Instructions to follow =
Check the listing below line by line and report how many lines hold "draped", with no other words.

Data supplied =
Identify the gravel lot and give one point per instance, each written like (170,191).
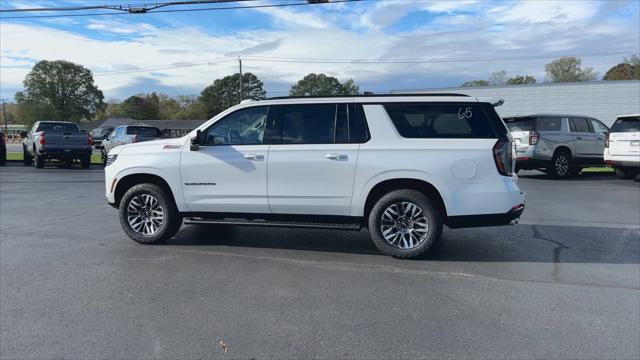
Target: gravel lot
(565,283)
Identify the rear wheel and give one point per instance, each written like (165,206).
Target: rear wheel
(26,157)
(38,160)
(85,161)
(559,167)
(405,223)
(148,215)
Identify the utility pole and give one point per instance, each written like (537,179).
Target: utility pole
(4,113)
(240,81)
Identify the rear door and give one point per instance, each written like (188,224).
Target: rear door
(624,138)
(312,168)
(600,130)
(583,139)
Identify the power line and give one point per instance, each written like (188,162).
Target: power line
(135,9)
(181,10)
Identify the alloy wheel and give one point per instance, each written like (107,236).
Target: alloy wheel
(145,214)
(404,225)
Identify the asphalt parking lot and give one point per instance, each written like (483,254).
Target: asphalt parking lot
(565,283)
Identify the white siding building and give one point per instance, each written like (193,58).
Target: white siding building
(603,100)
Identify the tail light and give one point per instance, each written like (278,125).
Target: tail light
(503,155)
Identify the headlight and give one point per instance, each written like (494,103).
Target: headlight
(111,159)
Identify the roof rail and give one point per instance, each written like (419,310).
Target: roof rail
(365,96)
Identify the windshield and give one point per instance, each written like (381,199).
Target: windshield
(144,131)
(626,125)
(518,124)
(58,127)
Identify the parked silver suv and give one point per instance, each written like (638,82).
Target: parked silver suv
(559,144)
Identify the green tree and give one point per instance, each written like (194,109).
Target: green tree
(498,78)
(568,69)
(476,83)
(628,69)
(224,92)
(323,85)
(59,90)
(521,79)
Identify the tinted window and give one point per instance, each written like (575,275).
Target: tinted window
(57,127)
(519,124)
(426,120)
(598,127)
(579,125)
(309,124)
(548,124)
(243,127)
(358,131)
(144,131)
(626,125)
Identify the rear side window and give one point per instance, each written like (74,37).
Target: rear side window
(579,125)
(519,124)
(144,131)
(432,120)
(548,124)
(626,125)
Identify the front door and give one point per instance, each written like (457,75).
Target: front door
(228,173)
(312,169)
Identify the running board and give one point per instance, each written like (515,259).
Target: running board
(266,222)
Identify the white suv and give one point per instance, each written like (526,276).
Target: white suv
(403,166)
(622,146)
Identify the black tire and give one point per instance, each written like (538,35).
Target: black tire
(85,161)
(560,165)
(168,227)
(27,160)
(395,198)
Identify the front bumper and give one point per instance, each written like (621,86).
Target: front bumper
(511,217)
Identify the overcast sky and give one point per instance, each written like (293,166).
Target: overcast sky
(181,53)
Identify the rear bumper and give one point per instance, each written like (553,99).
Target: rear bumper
(509,218)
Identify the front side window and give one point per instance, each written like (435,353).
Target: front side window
(599,127)
(428,120)
(548,124)
(311,124)
(243,127)
(579,125)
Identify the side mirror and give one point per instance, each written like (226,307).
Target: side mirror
(195,141)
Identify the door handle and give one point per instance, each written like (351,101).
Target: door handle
(339,157)
(254,156)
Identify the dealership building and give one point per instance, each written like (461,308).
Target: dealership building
(603,100)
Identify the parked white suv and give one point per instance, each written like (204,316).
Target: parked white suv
(622,146)
(403,166)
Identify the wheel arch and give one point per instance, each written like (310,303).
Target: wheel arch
(128,181)
(386,186)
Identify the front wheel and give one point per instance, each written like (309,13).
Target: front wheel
(405,223)
(148,215)
(560,165)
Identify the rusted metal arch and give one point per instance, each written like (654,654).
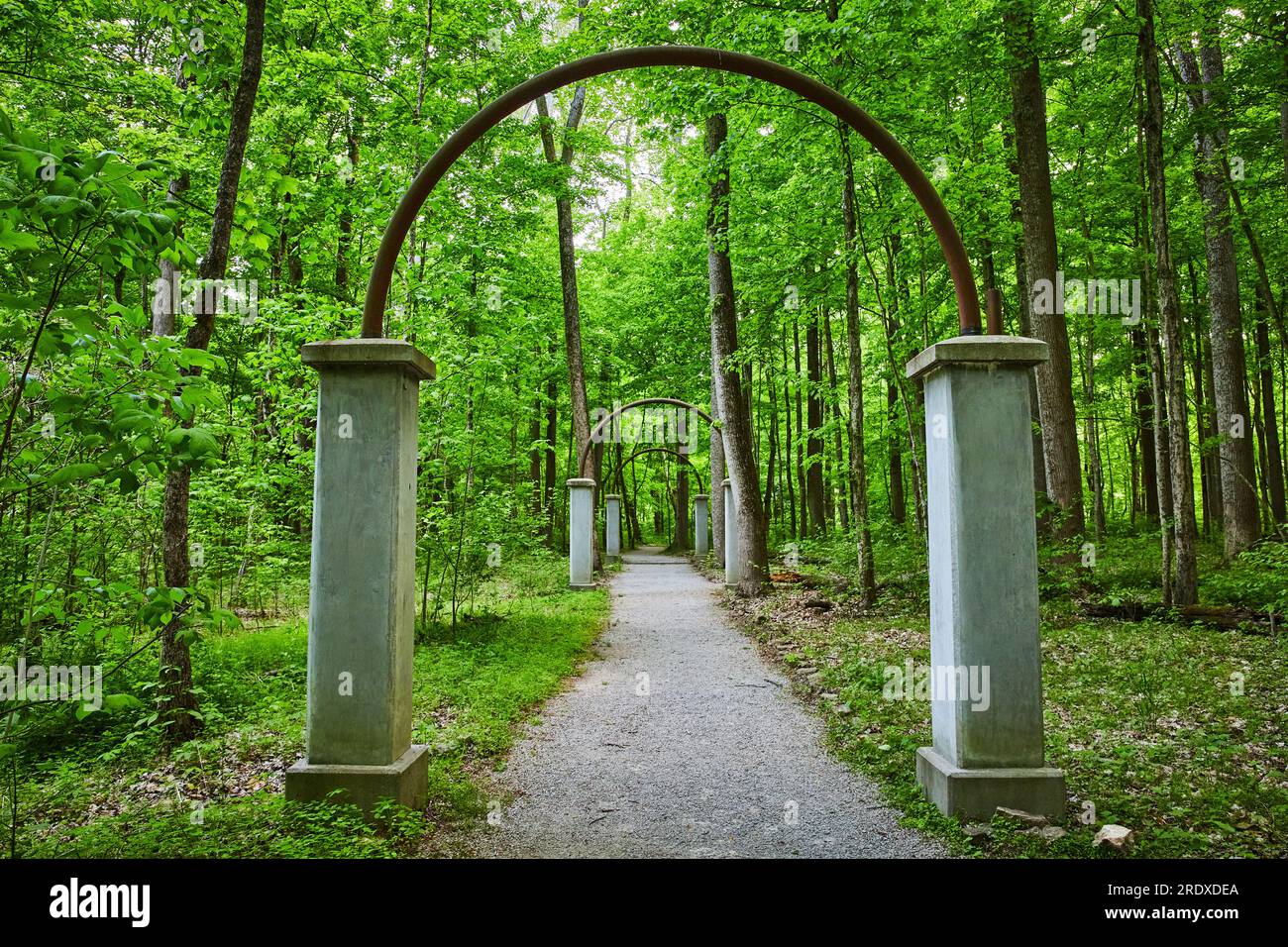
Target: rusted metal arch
(642,451)
(700,56)
(617,412)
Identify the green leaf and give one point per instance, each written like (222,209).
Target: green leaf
(17,240)
(75,472)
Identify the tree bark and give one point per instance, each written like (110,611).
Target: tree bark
(814,418)
(1184,526)
(1055,375)
(1229,361)
(178,703)
(854,377)
(724,344)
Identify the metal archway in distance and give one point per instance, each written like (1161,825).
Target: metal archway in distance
(635,455)
(643,56)
(612,416)
(640,453)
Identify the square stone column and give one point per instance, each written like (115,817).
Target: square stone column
(699,525)
(362,603)
(613,527)
(984,644)
(733,558)
(581,525)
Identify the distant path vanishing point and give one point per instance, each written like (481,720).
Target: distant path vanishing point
(682,741)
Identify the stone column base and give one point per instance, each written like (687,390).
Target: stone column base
(975,793)
(406,781)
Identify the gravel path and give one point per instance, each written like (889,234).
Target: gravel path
(716,759)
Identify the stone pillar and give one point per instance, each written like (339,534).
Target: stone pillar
(699,525)
(581,525)
(984,647)
(613,527)
(733,560)
(362,604)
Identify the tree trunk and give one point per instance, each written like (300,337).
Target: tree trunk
(1229,361)
(724,344)
(1054,376)
(1185,528)
(814,416)
(176,699)
(854,368)
(1265,376)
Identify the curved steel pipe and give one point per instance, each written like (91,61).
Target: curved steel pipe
(657,450)
(702,56)
(617,412)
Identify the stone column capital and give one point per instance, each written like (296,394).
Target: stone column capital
(369,354)
(986,351)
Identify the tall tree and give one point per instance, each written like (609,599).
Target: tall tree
(1229,363)
(735,423)
(178,702)
(1184,526)
(1055,375)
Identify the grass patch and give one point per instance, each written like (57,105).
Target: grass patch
(1179,732)
(104,789)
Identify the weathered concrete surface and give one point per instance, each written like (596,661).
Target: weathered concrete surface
(581,525)
(699,526)
(362,579)
(733,556)
(716,759)
(984,579)
(613,527)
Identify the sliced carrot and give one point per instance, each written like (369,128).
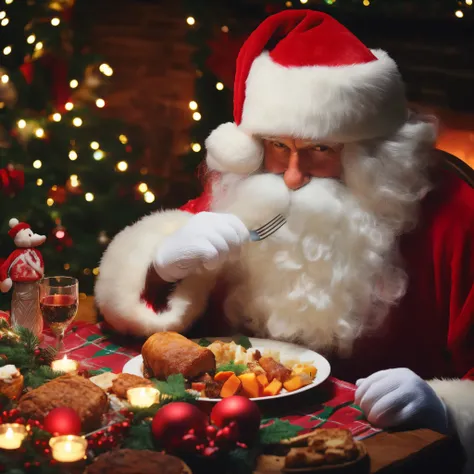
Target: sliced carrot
(296,382)
(198,386)
(250,385)
(231,386)
(262,380)
(273,388)
(223,376)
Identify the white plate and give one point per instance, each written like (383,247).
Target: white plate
(287,351)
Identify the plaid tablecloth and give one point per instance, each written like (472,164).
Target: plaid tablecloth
(330,405)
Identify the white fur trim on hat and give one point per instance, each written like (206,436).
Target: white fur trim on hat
(231,150)
(343,103)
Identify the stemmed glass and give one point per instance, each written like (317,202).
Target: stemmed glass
(58,302)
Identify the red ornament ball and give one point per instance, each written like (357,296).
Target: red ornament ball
(244,412)
(174,421)
(62,421)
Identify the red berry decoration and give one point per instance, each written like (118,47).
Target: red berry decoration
(62,421)
(176,421)
(239,414)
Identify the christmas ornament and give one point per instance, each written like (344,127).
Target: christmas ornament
(244,412)
(23,269)
(177,422)
(62,421)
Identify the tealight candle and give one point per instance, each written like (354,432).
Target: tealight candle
(66,365)
(11,435)
(69,448)
(142,397)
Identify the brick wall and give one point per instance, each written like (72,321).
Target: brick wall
(153,79)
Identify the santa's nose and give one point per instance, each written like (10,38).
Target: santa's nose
(294,177)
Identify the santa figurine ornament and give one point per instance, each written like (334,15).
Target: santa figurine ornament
(23,269)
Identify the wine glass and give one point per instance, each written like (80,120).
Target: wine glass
(58,302)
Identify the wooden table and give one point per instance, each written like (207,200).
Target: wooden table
(404,452)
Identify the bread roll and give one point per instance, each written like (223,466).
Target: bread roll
(168,353)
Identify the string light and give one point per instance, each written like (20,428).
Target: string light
(149,197)
(106,70)
(74,181)
(122,166)
(98,155)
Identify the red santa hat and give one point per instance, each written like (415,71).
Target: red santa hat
(16,226)
(302,74)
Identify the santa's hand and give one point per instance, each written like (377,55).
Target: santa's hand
(207,240)
(398,396)
(6,285)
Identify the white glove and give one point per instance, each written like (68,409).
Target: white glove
(206,240)
(397,396)
(6,285)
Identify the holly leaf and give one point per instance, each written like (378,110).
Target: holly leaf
(203,342)
(243,341)
(278,431)
(232,367)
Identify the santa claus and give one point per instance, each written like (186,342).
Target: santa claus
(375,264)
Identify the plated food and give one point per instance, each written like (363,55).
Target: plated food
(220,368)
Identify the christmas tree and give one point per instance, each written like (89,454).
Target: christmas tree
(65,167)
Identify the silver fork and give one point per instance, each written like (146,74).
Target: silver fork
(268,229)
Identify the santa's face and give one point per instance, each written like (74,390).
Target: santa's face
(329,271)
(300,160)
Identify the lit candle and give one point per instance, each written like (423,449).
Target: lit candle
(69,448)
(11,435)
(142,397)
(65,365)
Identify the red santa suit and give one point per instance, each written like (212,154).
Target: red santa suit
(301,74)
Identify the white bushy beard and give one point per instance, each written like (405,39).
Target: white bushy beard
(332,271)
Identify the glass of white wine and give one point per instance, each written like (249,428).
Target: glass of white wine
(59,298)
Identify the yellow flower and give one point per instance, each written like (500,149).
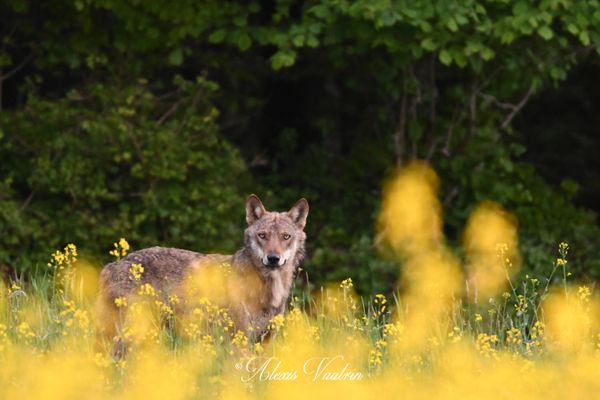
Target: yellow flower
(121,302)
(513,336)
(136,271)
(121,248)
(346,284)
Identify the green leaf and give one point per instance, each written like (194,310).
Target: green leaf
(545,32)
(176,56)
(217,36)
(243,42)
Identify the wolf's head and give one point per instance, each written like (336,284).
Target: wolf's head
(276,239)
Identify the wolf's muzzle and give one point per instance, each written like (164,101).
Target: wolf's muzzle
(273,260)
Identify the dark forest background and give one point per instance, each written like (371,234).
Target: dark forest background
(153,120)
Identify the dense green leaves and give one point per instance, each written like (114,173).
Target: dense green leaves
(107,162)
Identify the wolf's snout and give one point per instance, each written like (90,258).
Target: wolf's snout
(273,260)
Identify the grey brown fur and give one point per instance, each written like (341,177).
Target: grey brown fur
(257,287)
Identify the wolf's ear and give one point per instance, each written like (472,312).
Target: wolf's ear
(299,212)
(254,209)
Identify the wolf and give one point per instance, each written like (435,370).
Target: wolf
(256,282)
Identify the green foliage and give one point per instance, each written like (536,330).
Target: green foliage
(110,161)
(324,98)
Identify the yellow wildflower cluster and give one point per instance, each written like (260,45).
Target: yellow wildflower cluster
(486,344)
(521,306)
(514,336)
(347,284)
(584,293)
(136,271)
(62,259)
(121,302)
(277,322)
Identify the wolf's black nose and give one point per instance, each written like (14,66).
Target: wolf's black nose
(273,260)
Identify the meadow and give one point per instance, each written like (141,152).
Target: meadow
(468,326)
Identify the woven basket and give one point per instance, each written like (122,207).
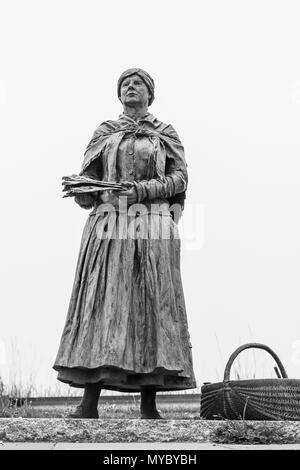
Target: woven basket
(255,399)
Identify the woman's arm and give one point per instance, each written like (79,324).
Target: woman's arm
(174,182)
(87,200)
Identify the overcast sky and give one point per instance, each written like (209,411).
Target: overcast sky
(227,77)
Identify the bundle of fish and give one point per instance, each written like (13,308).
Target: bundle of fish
(75,184)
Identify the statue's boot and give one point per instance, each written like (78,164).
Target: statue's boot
(89,403)
(148,404)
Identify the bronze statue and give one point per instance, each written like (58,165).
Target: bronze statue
(126,327)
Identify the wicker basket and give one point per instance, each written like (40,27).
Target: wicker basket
(255,399)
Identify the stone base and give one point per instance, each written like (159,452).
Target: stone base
(136,430)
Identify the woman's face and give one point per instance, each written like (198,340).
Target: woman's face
(134,91)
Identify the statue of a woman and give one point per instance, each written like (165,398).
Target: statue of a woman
(126,327)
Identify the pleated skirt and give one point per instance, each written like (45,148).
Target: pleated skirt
(126,325)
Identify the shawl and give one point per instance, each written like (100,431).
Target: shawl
(109,134)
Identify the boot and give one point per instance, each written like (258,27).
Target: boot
(148,404)
(89,403)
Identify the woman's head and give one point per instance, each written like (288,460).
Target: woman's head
(136,87)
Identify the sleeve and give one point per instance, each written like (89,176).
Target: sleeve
(174,180)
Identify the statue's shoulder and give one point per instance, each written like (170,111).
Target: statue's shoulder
(165,129)
(107,127)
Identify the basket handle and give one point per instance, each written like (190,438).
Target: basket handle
(253,345)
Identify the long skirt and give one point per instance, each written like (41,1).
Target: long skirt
(126,325)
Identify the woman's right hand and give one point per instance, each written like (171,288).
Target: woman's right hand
(85,200)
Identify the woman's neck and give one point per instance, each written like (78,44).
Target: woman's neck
(135,113)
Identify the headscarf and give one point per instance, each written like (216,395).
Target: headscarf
(147,79)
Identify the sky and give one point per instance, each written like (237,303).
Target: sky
(227,77)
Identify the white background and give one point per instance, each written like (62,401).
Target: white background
(227,77)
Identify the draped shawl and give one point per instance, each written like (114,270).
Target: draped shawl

Task solution =
2